■ **Set exercise**: Extract every line from the entries below that contains the word "query".

■ **Records supplied**:

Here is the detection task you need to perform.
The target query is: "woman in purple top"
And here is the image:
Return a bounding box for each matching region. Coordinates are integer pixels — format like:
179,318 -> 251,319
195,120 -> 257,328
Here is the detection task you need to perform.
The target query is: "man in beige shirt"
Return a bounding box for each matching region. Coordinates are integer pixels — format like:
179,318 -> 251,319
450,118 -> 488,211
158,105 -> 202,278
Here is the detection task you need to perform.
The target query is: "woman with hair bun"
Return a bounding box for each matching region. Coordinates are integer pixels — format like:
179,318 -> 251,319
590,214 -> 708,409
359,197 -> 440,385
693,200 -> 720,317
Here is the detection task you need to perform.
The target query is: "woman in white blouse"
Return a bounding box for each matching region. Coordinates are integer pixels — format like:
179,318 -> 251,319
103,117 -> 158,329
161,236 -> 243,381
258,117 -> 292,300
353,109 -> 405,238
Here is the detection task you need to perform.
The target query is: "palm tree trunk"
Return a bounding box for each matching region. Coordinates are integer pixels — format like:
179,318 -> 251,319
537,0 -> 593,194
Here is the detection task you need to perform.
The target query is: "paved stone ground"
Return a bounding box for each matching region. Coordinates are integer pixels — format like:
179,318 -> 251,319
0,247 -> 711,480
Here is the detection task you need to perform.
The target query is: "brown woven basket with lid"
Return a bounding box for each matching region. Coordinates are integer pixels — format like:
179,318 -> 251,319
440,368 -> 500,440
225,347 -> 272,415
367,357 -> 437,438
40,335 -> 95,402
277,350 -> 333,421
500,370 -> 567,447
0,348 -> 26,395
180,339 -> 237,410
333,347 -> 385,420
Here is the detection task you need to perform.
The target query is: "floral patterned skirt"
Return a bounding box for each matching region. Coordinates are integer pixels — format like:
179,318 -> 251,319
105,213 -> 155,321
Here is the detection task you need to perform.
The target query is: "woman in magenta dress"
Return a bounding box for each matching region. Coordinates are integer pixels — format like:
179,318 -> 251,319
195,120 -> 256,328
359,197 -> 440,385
* * *
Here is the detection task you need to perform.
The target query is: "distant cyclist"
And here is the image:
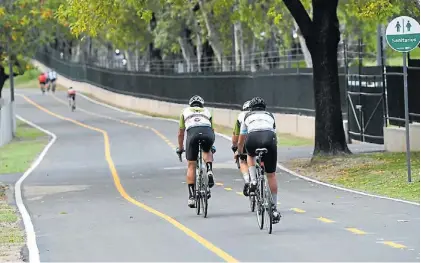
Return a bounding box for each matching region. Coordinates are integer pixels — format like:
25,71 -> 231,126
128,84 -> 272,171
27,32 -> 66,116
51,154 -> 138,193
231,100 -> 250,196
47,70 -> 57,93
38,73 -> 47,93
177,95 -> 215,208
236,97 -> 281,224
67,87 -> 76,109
---
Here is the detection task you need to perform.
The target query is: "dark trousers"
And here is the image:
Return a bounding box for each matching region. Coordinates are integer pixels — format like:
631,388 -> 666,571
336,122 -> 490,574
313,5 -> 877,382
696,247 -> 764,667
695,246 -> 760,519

■ **Answer to this exercise**:
The target query is: "woman in purple top"
The target query is: "man in beige shirt"
The target query is: "woman with hair bun"
The target query is: "woman in white blouse"
The target query is: "palm tree trunk"
The target query is: "paved stone ground"
The target query is: "brown woven basket with lid"
The target query is: "floral patterned skirt"
The target query is: "woman in magenta dress"
The target query is: "distant cyclist"
The target query is: "dark trousers"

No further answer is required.